[Information Boundary: Start]

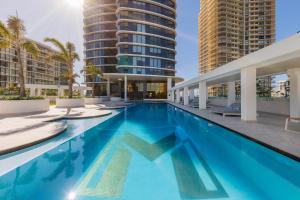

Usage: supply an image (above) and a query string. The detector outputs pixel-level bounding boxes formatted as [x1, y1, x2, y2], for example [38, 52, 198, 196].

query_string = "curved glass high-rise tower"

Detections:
[84, 0, 181, 99]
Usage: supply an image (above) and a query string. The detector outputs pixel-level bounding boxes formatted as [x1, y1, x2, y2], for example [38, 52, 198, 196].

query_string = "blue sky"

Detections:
[1, 0, 300, 81]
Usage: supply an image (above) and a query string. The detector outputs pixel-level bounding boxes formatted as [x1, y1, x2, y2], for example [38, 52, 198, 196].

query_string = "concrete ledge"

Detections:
[56, 98, 85, 108]
[208, 98, 290, 115]
[63, 110, 112, 119]
[0, 99, 49, 115]
[84, 98, 102, 105]
[0, 121, 67, 156]
[111, 97, 122, 102]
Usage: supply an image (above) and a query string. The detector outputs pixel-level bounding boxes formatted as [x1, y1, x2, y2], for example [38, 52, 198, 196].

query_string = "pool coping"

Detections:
[0, 122, 68, 156]
[167, 102, 300, 163]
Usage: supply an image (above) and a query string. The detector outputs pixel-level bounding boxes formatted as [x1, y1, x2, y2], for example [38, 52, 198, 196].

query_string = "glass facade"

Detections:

[Information Boundary: End]

## What the task asks
Your answer must be an exact copy of the data above, minus its pictures.

## Completed task
Usage: supply an image (above) and a query string. The detector outputs pixel-level bounding boxes formatted as [x1, y1, x2, y2], for example [38, 52, 198, 196].

query_string = "curved glass high-rise tower"

Detections:
[84, 0, 181, 99]
Usage: supply an image (above) and a query string. The detector outputs pixel-level bounding boxes formatted as [x1, y1, x2, y2], for example [38, 52, 198, 196].

query_string = "blue sky"

Detections:
[1, 0, 300, 81]
Usage: supply an image (above) and a query string. The detector outputs pixel-level bounding boxes formatted as [x1, y1, x2, y2], for example [38, 52, 198, 196].

query_string = "concrete ledge"

Detections:
[56, 98, 85, 108]
[208, 98, 290, 115]
[63, 110, 112, 119]
[0, 99, 49, 115]
[84, 98, 102, 105]
[0, 121, 67, 156]
[111, 97, 122, 102]
Usage: supply an image (above) and a query string. The detector outputs pixel-level bounding boxes formatted as [x1, y1, x2, y2], for example [38, 52, 198, 196].

query_string = "pool coping"

Detections:
[0, 122, 68, 156]
[167, 102, 300, 163]
Usage: supply an image (above) and a query string. The detector outputs pixel-level bounding boxes formatted as [x1, y1, x2, y2], for example [38, 52, 198, 196].

query_string = "glass facade"

Detections:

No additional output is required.